- _RECORDS SHOWN_
● ● ● ● ●
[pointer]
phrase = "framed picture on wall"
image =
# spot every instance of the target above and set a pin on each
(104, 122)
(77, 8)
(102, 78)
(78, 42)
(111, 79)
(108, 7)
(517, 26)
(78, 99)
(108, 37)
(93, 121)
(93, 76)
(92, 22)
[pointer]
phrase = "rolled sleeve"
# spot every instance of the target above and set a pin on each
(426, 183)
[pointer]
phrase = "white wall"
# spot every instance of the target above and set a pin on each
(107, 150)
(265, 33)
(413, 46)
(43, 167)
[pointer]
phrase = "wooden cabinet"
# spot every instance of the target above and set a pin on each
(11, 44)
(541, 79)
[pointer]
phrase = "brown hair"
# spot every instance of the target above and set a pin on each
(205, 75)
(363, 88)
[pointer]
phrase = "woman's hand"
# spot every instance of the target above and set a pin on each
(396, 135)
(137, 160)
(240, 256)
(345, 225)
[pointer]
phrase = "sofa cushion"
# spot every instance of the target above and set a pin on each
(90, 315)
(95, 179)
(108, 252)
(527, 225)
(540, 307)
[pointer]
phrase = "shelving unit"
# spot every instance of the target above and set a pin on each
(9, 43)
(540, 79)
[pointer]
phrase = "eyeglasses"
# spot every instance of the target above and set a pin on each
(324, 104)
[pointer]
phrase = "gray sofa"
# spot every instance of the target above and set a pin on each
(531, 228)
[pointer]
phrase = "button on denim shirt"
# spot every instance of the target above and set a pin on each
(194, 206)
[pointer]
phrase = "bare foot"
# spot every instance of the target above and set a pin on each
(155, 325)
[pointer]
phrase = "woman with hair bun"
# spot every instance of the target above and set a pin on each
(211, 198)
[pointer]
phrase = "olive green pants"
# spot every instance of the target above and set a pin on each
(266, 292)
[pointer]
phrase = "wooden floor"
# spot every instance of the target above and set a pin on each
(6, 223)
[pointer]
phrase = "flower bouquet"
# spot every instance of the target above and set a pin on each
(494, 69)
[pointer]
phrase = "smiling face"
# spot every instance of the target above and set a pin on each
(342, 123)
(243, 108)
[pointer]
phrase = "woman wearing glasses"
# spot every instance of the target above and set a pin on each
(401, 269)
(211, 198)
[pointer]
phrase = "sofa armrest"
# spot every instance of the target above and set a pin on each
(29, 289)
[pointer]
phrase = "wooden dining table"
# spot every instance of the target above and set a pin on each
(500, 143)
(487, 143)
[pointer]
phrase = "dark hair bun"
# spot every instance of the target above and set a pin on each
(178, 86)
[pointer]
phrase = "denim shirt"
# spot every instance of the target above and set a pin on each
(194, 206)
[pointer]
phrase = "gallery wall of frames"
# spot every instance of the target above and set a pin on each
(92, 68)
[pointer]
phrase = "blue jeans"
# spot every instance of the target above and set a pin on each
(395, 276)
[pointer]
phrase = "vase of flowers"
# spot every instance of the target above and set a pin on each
● ● ● ● ●
- _YOUR OBJECTIVE_
Exactly as shown, repeat every record.

- _SOLUTION BELOW_
[pointer]
phrase = "framed picture on wall"
image =
# spot every instance of the target above and set a pin on each
(104, 122)
(77, 8)
(102, 78)
(78, 42)
(111, 79)
(108, 7)
(517, 26)
(78, 99)
(108, 37)
(93, 121)
(93, 76)
(92, 22)
[pointer]
phrase = "rolled sleeve"
# spot every instance of the target above and set a pin on each
(426, 183)
[pointer]
phrase = "white wall"
# spot every instance of the target above and set a pin on each
(107, 150)
(265, 33)
(413, 46)
(43, 167)
[pointer]
phrase = "wooden cabinet"
# spot every instance of the target above and set a pin on each
(11, 44)
(541, 79)
[pointer]
phrase = "brown hair"
# spot every instance of the target above and set a pin on each
(205, 75)
(363, 88)
[pointer]
phrase = "woman's hand"
# spot every instance of the target above and set a pin on each
(396, 135)
(137, 160)
(240, 256)
(345, 225)
[pointer]
phrase = "sofa cushion"
# spot every instance of the target above and set a pin on each
(90, 315)
(95, 179)
(108, 252)
(527, 225)
(540, 307)
[pointer]
phrase = "shelving unit"
# spot every instance of the target above and set a pin on each
(9, 43)
(540, 79)
[pointer]
phrase = "eyeglasses"
# spot every instance of the target above and set a pin on each
(324, 104)
[pointer]
phrase = "gray sofa"
# spot every instance of the target above and set a pin on each
(531, 228)
[pointer]
phrase = "button on denim shirt"
# spot every instance of the target above and set a pin on each
(194, 206)
[pointer]
phrase = "bare foot"
# spot every instance of the target above and set a pin on each
(155, 325)
[pointer]
phrase = "woman with hair bun"
# spot every instance of the target above and set a pin on each
(211, 198)
[pointer]
phrase = "olive green pants"
# spot every instance of the target above and set a pin on each
(266, 292)
[pointer]
phrase = "wooden floor"
# spot every instance of the target above and set a pin on each
(6, 223)
[pointer]
phrase = "flower bouquet"
# spot every instance of the target above and set a pin on each
(494, 69)
[pointer]
phrase = "smiling face"
# spot every instance of the target above and set a pin on each
(342, 123)
(243, 108)
[pointer]
phrase = "woman wearing glasses"
# spot every instance of the target above and set a pin on each
(401, 269)
(211, 198)
[pointer]
phrase = "sofa armrest"
# spot every instance of the target above and set a pin on each
(29, 289)
[pointer]
phrase = "wooden dining table"
# spot every instance of the target above and set a pin on each
(500, 143)
(487, 143)
[pointer]
phrase = "dark hair bun"
# spot every instance of the target above and set a pin on each
(178, 86)
[pointer]
phrase = "denim shirt"
# spot every instance of the target above and set a pin on each
(194, 206)
[pointer]
phrase = "gallery wall of frames"
# spot every instance of the target above and set a pin on each
(92, 68)
[pointer]
phrase = "blue jeans"
# spot every instance of the target above and set a pin on each
(395, 276)
[pointer]
phrase = "vase of flowers"
# spot every instance of the target above and set a pin on each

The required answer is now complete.